PROBLEM DESCRIPTION → Would you output the following records verbatim and skip the images in them?
(STORED DATA Opens)
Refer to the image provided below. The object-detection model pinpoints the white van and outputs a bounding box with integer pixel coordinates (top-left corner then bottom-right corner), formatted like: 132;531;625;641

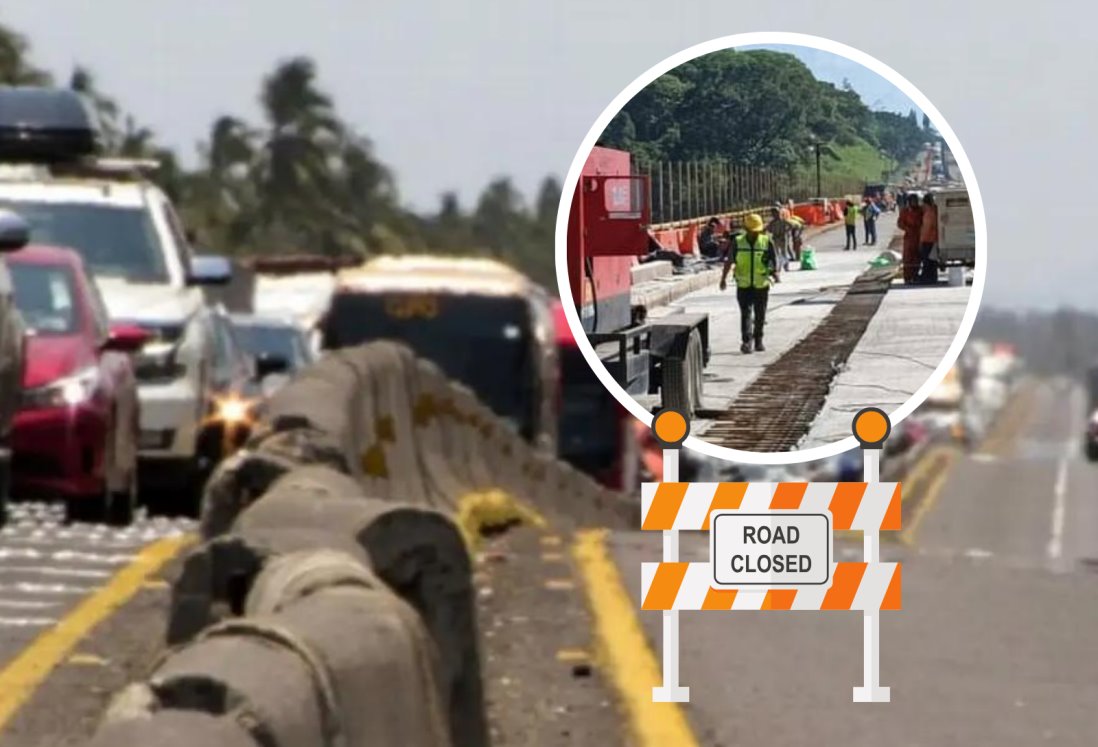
934;188;975;267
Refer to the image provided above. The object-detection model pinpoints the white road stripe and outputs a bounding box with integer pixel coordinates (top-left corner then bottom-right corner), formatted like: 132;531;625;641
0;565;112;579
0;598;59;610
0;548;135;564
0;616;55;627
1047;455;1069;562
0;582;92;595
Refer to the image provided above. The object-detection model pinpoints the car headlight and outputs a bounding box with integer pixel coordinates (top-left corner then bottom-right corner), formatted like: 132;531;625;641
22;366;98;409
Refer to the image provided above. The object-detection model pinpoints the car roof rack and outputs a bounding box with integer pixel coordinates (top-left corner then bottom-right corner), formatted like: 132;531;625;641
0;87;101;163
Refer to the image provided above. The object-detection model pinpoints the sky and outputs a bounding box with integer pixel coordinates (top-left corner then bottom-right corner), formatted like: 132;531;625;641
746;44;924;117
1;1;1094;311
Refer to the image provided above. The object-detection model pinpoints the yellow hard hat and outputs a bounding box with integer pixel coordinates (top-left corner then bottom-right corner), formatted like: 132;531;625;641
744;213;765;232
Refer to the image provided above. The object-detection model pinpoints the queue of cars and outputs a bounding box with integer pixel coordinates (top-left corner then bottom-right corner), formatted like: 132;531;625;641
0;85;315;525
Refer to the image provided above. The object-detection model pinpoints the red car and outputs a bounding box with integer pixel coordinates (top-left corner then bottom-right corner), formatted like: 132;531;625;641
8;246;148;525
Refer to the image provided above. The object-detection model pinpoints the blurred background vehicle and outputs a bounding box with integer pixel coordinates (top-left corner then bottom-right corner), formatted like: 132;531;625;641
0;210;31;524
8;245;147;525
1084;410;1098;462
318;256;559;451
551;300;639;492
228;313;315;397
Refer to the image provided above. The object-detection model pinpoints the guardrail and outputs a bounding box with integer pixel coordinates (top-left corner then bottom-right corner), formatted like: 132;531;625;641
84;341;634;747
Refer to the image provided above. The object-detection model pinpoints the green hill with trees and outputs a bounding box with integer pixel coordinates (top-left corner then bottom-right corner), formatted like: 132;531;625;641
602;49;927;183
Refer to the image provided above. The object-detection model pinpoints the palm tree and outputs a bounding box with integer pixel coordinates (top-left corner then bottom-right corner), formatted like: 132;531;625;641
69;66;121;149
0;23;51;85
257;56;343;232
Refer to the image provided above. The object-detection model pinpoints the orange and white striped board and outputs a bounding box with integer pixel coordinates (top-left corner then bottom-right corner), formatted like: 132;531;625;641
641;482;901;532
641;561;902;611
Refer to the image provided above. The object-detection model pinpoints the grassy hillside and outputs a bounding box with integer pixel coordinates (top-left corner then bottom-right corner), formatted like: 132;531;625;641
798;140;894;185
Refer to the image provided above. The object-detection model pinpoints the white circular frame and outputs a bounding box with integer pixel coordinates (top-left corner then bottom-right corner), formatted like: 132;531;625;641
554;31;987;465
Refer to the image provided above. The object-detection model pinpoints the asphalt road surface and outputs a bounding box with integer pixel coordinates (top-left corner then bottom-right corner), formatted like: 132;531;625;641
614;377;1098;746
2;378;1095;747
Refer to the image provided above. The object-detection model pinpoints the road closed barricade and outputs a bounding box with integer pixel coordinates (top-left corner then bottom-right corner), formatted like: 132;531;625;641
643;407;902;703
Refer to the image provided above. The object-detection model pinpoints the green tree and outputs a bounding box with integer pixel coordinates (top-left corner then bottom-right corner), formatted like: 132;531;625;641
0;23;50;84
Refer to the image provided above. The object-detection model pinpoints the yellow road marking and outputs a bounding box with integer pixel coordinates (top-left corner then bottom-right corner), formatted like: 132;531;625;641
573;530;698;747
977;380;1038;457
141;579;169;590
901;449;957;546
0;535;192;731
455;489;545;550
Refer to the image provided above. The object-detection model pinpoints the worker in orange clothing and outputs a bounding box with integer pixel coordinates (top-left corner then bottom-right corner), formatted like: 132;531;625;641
896;194;923;284
918;192;940;284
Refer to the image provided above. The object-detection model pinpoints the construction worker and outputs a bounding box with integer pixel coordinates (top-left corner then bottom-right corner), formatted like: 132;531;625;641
789;213;806;262
719;213;779;354
897;193;923;284
697;217;724;259
843;198;860;250
766;205;796;271
863;197;880;246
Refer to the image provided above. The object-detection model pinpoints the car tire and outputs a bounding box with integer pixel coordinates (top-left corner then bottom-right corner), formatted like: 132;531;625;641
0;453;10;528
64;493;103;525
(STORED DATA Closes)
COMPLETED EXERCISE →
Refer to the image provided below. The object-detection model pinpoints the white van and outputs a bounding box with integer pixel coordinates (top-left corner then bottom-right corner), formatted like: 132;531;625;641

934;188;975;267
Refer to the image provided above. The object-detection model pinpoints the white road stripe and outputs a bounding box with integer pixel coordinates (top-left corner then bottom-right corner), formatted like: 132;531;625;641
0;565;112;579
0;598;59;610
0;548;135;564
0;616;55;627
1047;455;1069;562
0;582;92;595
Refer to the image provided above. The object-detection model pinpoints the car headlight and outputs a bounding box with integer pixel coordinates (top-left corner then bottom-right corner), formatted like: 132;531;625;641
22;366;98;409
Refer to the image provided above. The object-detection model pinpoints the car roof rack and outputs a bounding box with integer pixel coordinates (top-left corner then bottom-right corner), formatted like: 132;531;625;641
0;87;101;163
Refer to the image provided above. The object-detection model pinpoints the sky and outputs a bounding box with integer pixel coordinates (top-left corner then bottom-right corner), formatted like: 132;531;625;641
746;44;924;117
1;1;1094;311
Refer to the image provided above. The object-detection model pinpoints the yellow hard hat and outputs a bounding box with integer pixel coordinates (top-left corner then bottom-right corner), formatted like: 132;531;625;641
744;213;765;232
Refer to the image provided above. The object-detection model pinpoints the queue of cars and outputs a bounding box with integer pixel coordinates (top-left corner then bottom-right corner), formatted like: 132;531;625;641
0;85;315;525
Refer to the image provided above. The object-detection model pinpoints the red car and outputs a bounding box with integer pixel coordinates (top-left corner then bottom-right corner), formatted like: 132;531;625;641
8;246;148;525
Refer to the image provided above. The object-detection model pinpoints the blurred background vehicle and outputs a bounding box with integer pixel coordinates (top-left corner then bottom-right corner), formatted like: 132;531;625;641
0;210;31;524
8;245;147;525
1084;410;1098;462
318;256;559;451
551;300;639;492
228;313;315;397
Refer to the image provided above. The object-detection model pinpoints the guardrail and outputs a bounding box with integer pixel coordinates (top-left corner then bottom-right corner), formatted like: 132;531;625;641
84;341;634;747
Refer to the image provided above. The object-detection model pinpoints the green hill with trees and outputs a bounding box with integer pixel coordinates (top-left corner then bottom-right corner), formatted like: 132;531;625;641
602;49;927;183
Refer to the image provided above. The object-detection model pinpoints the palm tree and outputs a bounding box with integer pixel coordinates (top-left corner then bottom-right corner), formatted like: 132;531;625;641
69;66;121;149
0;23;51;85
257;56;343;232
Refer to the image provided above. The object-detection model pinpoints the orange and white striped board and outputs a bounding box with integer pixel coordinates (top-left corner then bottom-right corner), formatted like: 132;531;625;641
641;482;901;532
641;561;902;611
Refer to the image provided above. The object-detection model pinpoints the grassy hillside and outputs a bounding box with integer pixel coordinates (top-left corner then bottom-right corner), formatted like: 132;531;625;641
798;140;894;185
Refer to the image provided above. The object-detection model pinpoints the white circular frame and outputs a bounding box with integer pixel coordinates (top-left corner then bottom-right corner), formatted like: 132;531;625;641
554;31;987;465
Refer to the image provided above. The object-detection model pinpoints the asphalt road surface and outputs a bounding box with integer pixel coordinates (top-left corner then bottom-right corner), formatted like: 132;531;625;641
614;377;1098;746
2;378;1095;747
Refer to the image provided above. The object-detection model pinpoints the road closed barricade and outputs a bounding box with integer pixel coordinates (top-left corner then bottom-right corner), formatted like: 132;531;625;641
643;407;902;703
Refer to the image provided above. The object-detection model pinpoints the green tree and outputs a bounding box with integer pixel coordinates (top-left corner then bottom-right corner), formatted like: 132;531;625;641
0;23;50;84
Refer to the image provided above. The object-detection model pinpoints the yellow road marking and outputs a bounding box with integer pixel coordinates (top-left corner then bottom-right corner), formatted like: 132;531;625;641
573;530;698;747
977;380;1038;457
141;579;169;590
901;449;957;546
0;535;192;731
455;489;545;550
Refer to the image provided above. The object-detection model pinpoints the worker in orange clothing and outputs a bounding box with integer pixel coordinates (top-left corner then bottom-right corner), formatted like: 132;531;625;641
896;194;923;284
918;192;940;284
Refer to the image provided above. The object-detection model pinpoints the construction worker and outputs a bounding box with integer pixel coordinates (top-left corner then bottom-right corner), formatted like: 132;531;625;641
789;213;806;262
719;213;779;354
897;193;923;284
697;217;724;259
843;198;860;250
766;205;796;271
863;197;880;246
Refer to the image provided above. The object-detection model pinpoints the car tire and outputs a bounding box with integer pixel coordinates (top-left corner then bottom-right corner), formatted like: 132;531;625;641
0;453;10;528
64;493;103;525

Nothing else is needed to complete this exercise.